Squeezr is an HTTP proxy running on Node.js. It runs on any machine from the last 10 years. No GPU required. AI compression is delegated to cloud APIs (Haiku / GPT-mini / Gemini Flash) or an optional local Ollama server.
Minimum requirements
| Resource | Minimum | Recommended | Notes |
|---|
| CPU | 1 core x64/arm64 | 2+ cores | Regex + MD5 + Myers diff; brief spikes when processing 1–2 MB requests. |
| RAM | 256 MB free | 512 MB free | Measured: ~140 MB working set with all 3 processes (proxy + MITM + desktop proxy). |
| Disk | 200 MB | 300 MB | 128 MB node_modules + ~10 MB code + bounded caches in ~/.squeezr/. |
| Network | Outbound HTTPS (443) | — | api.anthropic.com, api.openai.com, generativelanguage.googleapis.com |
| GPU | Not required | All AI compression is cloud-based or via optional external Ollama. |
Software
| Requirement | Version |
|---|
| Node.js | ≥ 18 (tested on 24.x) |
| OS | Windows 10/11, macOS, Linux, WSL2 |
| npm | Whichever ships with your Node version |
Measured resource usage
- Main proxy RAM: ~140 MB working set (proxy + dashboard + MITM 8081).
- Desktop proxy (optional, Claude/Codex Desktop only): separate process, ~80 MB.
- CPU idle: ~0% — only active while a request is in flight.
- CPU peak: one core for 10–50 ms per request (deterministic pipeline is synchronous).
- Disk in
~/.squeezr/: bounded — cache.json (LRU 1000 entries), history.json (500 sessions max), captures/ (20 files max, opt-in).
Added latency per request
| Pipeline stage | Latency |
|---|
| Deterministic (regex, dedup, Myers diff) | 5–50 ms |
| AI compression (Haiku / GPT-mini / Gemini Flash) | 300–1500 ms — only on old blocks above threshold, runs in parallel |
| Forward to upstream | Passthrough — streaming preserved |
Ports used (configurable)
| Port | Purpose |
|---|
8080 | Main HTTP proxy (Claude Code, Codex CLI, Aider, Gemini CLI) + dashboard |
8081 | MITM proxy (Codex OAuth) |
8443 / 8088 | Desktop proxy — only needed for Claude Desktop / Codex Desktop |
What you do NOT need
- ❌ GPU / CUDA
- ❌ Docker
- ❌ A database — everything is JSON in
~/.squeezr/ - ❌ Ollama — optional, only if you want a fully local AI compression backend
With Zest local model (future)
When the Zest local model (zest-0.8b) ships via Ollama, requirements increase: ~2 GB extra RAM for the model (~1 GB in Q4 quantization) and a CPU with AVX2 or a small GPU for reasonable inference speed. This will be documented separately.

### Source data
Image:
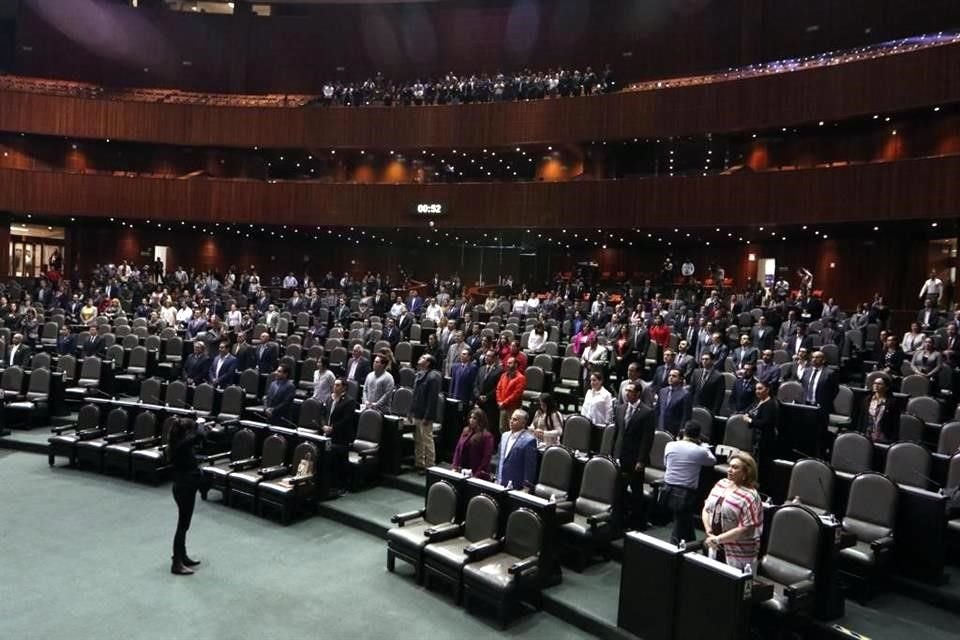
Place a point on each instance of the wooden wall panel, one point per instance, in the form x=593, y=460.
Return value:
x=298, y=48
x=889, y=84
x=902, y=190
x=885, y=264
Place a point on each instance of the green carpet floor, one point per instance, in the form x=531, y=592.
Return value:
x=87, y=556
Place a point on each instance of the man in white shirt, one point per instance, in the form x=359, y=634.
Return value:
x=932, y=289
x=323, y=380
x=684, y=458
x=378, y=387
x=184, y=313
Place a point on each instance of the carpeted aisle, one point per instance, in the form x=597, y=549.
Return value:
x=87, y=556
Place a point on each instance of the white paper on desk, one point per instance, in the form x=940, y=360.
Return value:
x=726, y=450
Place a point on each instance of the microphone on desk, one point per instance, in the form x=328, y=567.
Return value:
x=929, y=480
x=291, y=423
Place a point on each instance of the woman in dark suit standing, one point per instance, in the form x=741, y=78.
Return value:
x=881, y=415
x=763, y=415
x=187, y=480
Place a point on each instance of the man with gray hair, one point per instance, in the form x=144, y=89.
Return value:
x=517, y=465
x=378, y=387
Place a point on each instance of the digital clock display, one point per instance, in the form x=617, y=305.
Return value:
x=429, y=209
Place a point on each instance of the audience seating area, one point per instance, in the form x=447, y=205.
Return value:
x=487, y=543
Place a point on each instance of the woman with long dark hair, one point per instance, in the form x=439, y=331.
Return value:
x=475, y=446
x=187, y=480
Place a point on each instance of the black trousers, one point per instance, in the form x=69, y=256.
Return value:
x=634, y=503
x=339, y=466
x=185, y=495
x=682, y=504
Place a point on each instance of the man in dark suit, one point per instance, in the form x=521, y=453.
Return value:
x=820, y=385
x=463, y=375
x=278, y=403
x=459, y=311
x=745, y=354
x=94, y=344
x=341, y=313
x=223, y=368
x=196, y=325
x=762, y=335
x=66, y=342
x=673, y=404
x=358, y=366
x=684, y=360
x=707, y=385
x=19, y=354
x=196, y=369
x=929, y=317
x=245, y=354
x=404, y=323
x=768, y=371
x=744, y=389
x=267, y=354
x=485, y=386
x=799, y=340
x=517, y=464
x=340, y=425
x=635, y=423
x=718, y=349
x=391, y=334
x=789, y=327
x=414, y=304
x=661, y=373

* * *

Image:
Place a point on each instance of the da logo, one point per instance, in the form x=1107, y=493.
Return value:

### Work item A
Answer these questions from the Squeezr requirements page, one answer per line, marked the same way:
(i) What minimum Node.js version is required?
(ii) Which port does the MITM proxy use?
(iii) How much extra RAM will the Zest local model need when it ships?
### Work item B
Please write out the Squeezr requirements page from "Added latency per" up to and including "Ports used (configurable)".
### Work item C
List every item the Squeezr requirements page says you do not need.

### Response box A
(i) Node.js 18 or later (tested on 24.x)
(ii) 8081
(iii) About 2 GB (about 1 GB in Q4 quantization)

### Response box B
Added latency per request
| Pipeline stage | Latency |
|---|
| Deterministic (regex, dedup, Myers diff) | 5–50 ms |
| AI compression (Haiku / GPT-mini / Gemini Flash) | 300–1500 ms — only on old blocks above threshold, runs in parallel |
| Forward to upstream | Passthrough — streaming preserved |
Ports used (configurable)

### Response box C
GPU / CUDA
Docker
A database
Ollama